◆ EXERCISE SET
**1.** Update the Delhi High Court judgment between "Citation : 2010" and "Reporter or not ?", inclusive, and give that passage again with "Advocate" replaced by "Counsel".
**2.** In the Delhi High Court judgment, which two defense witnesses did the revisionist examine?
**3.** Continue the Delhi High Court judgment from where it stops.

Citation : 2010 Latest Caselaw 4479 Del
Judgement Date : 23 September, 2010
* IN THE HIGH COURT OF DELHI AT NEW DELHI
Judgment delivered on: September 23, 2010
+ CRL. REV. P. 181/2010
BHAJAN SINGH ....REVISIONIST/PETITIONER
Through: Mr.M.K.Sinha, Advocate.
Versus
THE STATE (GOVT. OF NCT OF DELHI) .....RESPONDENT
Through: Mr. Pawan Bahl, APP.
CORAM:
HON'BLE MR. JUSTICE AJIT BHARIHOKE
1. Whether Reporters of local papers may be allowed to see the judgment?
2. To be referred to the Reporter or not ?
3. Whether the judgment should be reported in Digest ?
AJIT BHARIHOKE, J.(ORAL)
1. Bhajan Singh, the revisionist herein feeling aggrieved by his
conviction for the offence punishable under Section 279/304A
IPC by the learned Magistrate and the dismissal of his appeal
against conviction and order on sentence by the learned
District Judge-IV vide judgment dated 12th April, 2010 has
preferred the instant revision petition seeking quashing of the
order of conviction and the consequent order on sentence.
2. Briefly stated, case of the prosecution is that on 08 th January,
1996 at about 7.30 p.m., the revisionist was driving bus No.
DL-1P-6836 Route No. 505 in a rash and negligent manner so
as to endanger human life and safety of the road users and in
the process, he hit from behind a Kinetic Honda Scooter No.
DL-2S-5051 at traffic point Marina Hotel, Connaught Place, New
Delhi. As a result, the pillion rider of the scooter Veer Singh
fell down and met his end on being crushed under the bus.
3. The revisionist was charged for the offence punishable under
Section 279 and 304A IPC to which, he pleaded not guilty and
claimed trial.
4. Prosecution examined nine witnesses including the scooter
driver PW1 Dinesh Kumar and one eye-witness Omi (PW2), who
supported the case of the proseuction.
5. The revisionist in his statement under Section 313 Cr.P.C.
admitted that he was the driver of the bus at the relevant time
but he denied that his bus struck against the scooter.
Revisionist claimed that actually, the scooter driver lost
balance and struck against the pavement, as a result of which,
the deceased fell down and sustained injury. The revisionist
also examined two witnesses in defence namely Suraj Pratap
(DW1) and Raju (DW2).
6. Learned Trial Magistrate, on appreciation of evidence placed
reliance on the testimony of PW1 Dinesh Kumar and PW2 Omi
and found the revisionist guilty of rash and negligent driving
resulting in the death of Veer Singh. Thus, he convicted the
revisionist on charges under Section 279 and 304A IPC vide
judgment dated 07th October, 2009 and sentenced him for the
said offence in terms of the order on sentence dated 23 rd
January, 2010.

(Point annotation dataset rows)
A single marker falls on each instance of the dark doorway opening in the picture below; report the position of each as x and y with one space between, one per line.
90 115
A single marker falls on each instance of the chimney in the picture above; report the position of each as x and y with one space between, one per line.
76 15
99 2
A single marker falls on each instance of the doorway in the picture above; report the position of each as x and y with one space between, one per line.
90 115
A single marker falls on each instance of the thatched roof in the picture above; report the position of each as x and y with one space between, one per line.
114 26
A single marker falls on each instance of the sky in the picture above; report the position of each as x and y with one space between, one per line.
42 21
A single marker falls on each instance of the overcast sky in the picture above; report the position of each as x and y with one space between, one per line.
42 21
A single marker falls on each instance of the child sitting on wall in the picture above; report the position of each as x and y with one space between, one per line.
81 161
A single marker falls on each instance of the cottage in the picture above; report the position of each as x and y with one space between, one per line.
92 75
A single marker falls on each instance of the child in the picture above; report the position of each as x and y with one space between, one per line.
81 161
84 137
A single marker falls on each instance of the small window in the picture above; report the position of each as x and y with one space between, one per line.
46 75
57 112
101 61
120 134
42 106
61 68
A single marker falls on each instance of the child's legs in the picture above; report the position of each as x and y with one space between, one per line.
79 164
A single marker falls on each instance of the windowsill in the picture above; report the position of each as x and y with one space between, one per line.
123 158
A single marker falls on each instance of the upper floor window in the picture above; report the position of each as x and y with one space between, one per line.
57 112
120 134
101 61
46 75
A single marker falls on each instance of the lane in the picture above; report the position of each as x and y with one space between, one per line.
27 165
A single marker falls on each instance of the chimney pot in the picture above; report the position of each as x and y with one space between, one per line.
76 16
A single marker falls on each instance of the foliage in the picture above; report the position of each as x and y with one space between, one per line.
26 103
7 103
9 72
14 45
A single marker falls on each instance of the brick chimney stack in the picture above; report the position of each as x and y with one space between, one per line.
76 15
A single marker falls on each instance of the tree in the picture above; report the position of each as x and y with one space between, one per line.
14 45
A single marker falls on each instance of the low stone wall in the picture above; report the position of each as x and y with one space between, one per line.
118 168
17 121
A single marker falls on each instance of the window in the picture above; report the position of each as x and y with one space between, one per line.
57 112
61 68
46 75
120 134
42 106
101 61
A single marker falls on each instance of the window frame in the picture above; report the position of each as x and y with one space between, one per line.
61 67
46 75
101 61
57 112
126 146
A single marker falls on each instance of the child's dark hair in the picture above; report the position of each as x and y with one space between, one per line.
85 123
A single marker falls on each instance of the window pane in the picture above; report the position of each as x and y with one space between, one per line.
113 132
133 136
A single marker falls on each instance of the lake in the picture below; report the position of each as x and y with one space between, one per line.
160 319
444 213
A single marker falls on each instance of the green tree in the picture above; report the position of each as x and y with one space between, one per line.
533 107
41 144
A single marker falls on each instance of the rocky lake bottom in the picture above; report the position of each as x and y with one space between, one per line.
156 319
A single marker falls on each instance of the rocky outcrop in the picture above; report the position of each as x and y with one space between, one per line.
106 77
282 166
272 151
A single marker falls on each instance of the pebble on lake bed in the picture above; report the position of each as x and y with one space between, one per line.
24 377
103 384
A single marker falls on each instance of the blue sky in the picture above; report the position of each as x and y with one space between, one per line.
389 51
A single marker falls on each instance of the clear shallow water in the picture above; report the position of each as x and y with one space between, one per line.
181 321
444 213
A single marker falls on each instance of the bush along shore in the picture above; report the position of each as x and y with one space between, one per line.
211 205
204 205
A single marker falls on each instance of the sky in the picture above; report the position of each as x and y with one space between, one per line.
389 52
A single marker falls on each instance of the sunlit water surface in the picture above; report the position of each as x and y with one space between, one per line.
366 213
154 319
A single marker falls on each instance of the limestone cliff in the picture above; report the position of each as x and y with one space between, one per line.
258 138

◆ ANSWERS PER TASK
**1.**
Citation : 2010 Latest Caselaw 4479 Del
Judgement Date : 23 September, 2010
* IN THE HIGH COURT OF DELHI AT NEW DELHI
Judgment delivered on: September 23, 2010
+ CRL. REV. P. 181/2010
BHAJAN SINGH ....REVISIONIST/PETITIONER
Through: Mr.M.K.Sinha, Counsel.
Versus
THE STATE (GOVT. OF NCT OF DELHI) .....RESPONDENT
Through: Mr. Pawan Bahl, APP.
CORAM:
HON'BLE MR. JUSTICE AJIT BHARIHOKE
1. Whether Reporters of local papers may be allowed to see the judgment?
2. To be referred to the Reporter or not ?

**2.** Suraj Pratap (DW1) and Raju (DW2).

**3.**
7. The revisionist, feeling aggrieved by his conviction and order
on sentence preferred the appeal, which was heard by learned
Additional Sessions Judge, New Delhi and he did not find any
reason to interfere either with the judgment of conviction or
the order on sentence.
8. Feeling aggrieved by the dismissal of appeal and order on
sentence, the revisionist has preferred the instant revision.
9. Learned counsel for the revisionist has contended that the
impugned judgments of conviction dated 07th October, 2009
and the order of Appellate Court dated 12th April, 2010
dismissing the appeal are perverse and based upon wrong
appreciation of evidence. He has submitted that both the Trial
Court as well as the Appellate Court, while appreciating the
evidence have failed to take into account the cross-
examination of PW1 Dinesh Kumar, which was recorded on 20th
March, 2006. According to learned counsel for the revisionist,
from the version of PW1 in his cross-examination, it is apparent
that the bus of the revisionist did not hit the scooter and the
accident took place as the scooter driver i.e. PW1 lost control
over it.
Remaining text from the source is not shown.